- _What needs to be done_
Here the answer should be the line with "of the jackson's" and all the lines after it through the end of the listing, each repeated exactly, and no other text.

- _Provided data_
• • •

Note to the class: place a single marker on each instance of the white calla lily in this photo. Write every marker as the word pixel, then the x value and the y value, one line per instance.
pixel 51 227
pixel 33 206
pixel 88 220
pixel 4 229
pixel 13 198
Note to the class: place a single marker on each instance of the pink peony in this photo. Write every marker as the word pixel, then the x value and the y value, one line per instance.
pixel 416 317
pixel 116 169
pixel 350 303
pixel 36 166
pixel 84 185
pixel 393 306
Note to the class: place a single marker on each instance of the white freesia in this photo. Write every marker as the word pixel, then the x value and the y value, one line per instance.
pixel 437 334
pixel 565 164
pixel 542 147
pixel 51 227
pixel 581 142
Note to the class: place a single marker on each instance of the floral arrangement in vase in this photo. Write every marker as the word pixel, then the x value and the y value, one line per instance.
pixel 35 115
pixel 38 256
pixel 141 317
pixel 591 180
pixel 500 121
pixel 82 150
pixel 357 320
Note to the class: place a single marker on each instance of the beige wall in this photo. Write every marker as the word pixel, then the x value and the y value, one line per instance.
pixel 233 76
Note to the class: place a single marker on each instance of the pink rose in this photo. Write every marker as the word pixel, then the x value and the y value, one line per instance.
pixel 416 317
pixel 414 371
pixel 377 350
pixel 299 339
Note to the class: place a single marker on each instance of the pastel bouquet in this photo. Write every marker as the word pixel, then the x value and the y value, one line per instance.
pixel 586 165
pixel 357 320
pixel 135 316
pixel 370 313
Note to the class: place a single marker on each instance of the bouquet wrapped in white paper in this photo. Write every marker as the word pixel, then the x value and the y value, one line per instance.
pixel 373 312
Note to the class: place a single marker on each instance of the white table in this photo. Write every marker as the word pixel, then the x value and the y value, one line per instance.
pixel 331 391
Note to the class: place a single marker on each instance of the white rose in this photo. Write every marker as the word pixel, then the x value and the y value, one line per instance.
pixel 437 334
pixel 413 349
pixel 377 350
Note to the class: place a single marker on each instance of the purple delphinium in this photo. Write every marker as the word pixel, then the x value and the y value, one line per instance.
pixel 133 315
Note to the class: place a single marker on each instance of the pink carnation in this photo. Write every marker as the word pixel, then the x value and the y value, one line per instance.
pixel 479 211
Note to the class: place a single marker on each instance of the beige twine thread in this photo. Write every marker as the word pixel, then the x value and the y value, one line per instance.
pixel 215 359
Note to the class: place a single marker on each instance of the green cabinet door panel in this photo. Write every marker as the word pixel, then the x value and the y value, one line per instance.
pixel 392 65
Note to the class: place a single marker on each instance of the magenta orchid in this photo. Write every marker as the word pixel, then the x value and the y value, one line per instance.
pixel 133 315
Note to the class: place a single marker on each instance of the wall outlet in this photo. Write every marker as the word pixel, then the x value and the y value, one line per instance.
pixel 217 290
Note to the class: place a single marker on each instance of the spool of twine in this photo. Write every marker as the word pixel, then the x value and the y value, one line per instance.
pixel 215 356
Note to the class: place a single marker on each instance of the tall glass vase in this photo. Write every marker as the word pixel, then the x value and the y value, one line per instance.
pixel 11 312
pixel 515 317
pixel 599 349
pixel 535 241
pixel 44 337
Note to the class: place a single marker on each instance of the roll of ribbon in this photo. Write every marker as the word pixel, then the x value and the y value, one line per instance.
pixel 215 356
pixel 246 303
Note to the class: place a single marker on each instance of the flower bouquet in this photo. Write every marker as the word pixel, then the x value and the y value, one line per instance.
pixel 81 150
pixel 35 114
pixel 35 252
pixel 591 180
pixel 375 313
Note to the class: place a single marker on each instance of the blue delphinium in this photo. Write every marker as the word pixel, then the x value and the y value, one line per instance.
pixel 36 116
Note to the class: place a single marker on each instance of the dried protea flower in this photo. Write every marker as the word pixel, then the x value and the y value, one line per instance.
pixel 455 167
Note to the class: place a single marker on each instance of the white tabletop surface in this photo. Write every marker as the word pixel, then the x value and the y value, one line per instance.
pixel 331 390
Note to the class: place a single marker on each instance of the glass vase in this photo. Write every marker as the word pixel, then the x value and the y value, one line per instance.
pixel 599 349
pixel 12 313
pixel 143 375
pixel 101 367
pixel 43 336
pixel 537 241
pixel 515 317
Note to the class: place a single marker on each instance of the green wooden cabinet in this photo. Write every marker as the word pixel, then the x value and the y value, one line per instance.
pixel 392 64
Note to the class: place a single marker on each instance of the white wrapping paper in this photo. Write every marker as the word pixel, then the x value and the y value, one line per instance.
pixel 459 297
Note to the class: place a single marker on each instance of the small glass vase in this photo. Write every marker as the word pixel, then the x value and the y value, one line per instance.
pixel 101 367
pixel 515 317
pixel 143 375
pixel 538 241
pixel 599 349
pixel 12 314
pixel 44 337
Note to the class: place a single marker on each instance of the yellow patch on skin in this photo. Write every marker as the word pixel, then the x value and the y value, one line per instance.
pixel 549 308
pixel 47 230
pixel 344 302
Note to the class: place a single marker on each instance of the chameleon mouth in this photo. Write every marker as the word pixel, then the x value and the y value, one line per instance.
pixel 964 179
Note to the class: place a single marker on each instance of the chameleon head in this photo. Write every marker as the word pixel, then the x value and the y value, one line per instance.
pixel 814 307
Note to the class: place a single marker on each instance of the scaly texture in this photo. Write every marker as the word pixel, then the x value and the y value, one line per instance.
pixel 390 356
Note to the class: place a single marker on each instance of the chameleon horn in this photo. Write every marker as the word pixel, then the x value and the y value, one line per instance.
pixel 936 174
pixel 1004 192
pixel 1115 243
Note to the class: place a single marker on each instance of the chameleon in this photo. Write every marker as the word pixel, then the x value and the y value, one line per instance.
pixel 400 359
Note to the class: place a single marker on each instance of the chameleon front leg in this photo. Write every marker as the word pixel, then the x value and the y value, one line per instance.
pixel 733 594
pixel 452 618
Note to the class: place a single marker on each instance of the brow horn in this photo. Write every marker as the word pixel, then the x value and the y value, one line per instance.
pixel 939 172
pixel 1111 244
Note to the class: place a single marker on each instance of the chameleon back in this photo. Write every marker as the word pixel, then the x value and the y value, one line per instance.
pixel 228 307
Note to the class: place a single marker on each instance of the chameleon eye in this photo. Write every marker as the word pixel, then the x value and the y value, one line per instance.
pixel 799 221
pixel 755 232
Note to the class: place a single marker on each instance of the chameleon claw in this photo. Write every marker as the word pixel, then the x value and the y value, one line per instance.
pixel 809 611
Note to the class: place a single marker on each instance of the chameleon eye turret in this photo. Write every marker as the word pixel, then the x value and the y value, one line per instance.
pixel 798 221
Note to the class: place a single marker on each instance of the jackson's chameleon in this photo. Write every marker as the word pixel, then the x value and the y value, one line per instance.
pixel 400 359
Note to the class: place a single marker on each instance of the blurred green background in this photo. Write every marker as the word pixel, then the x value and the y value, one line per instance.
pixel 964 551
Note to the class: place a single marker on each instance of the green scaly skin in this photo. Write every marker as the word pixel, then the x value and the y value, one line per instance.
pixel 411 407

• • •

- _Output_
Note to the class: place a single marker on each instance of the jackson's chameleon in this photo. Write every marker as the word pixel, then the x value and the y value, one line per instance.
pixel 400 359
Note to the class: place a single marker on each instance of the blurred green background in this photo. Write every marker as the word pixel, then the x value and the y value, one line per instance.
pixel 964 551
Note to the class: place a single marker on each instance of the green scaly skin in this photo. Write every marker as the word pixel, then the x value and the y value, one line per instance.
pixel 411 407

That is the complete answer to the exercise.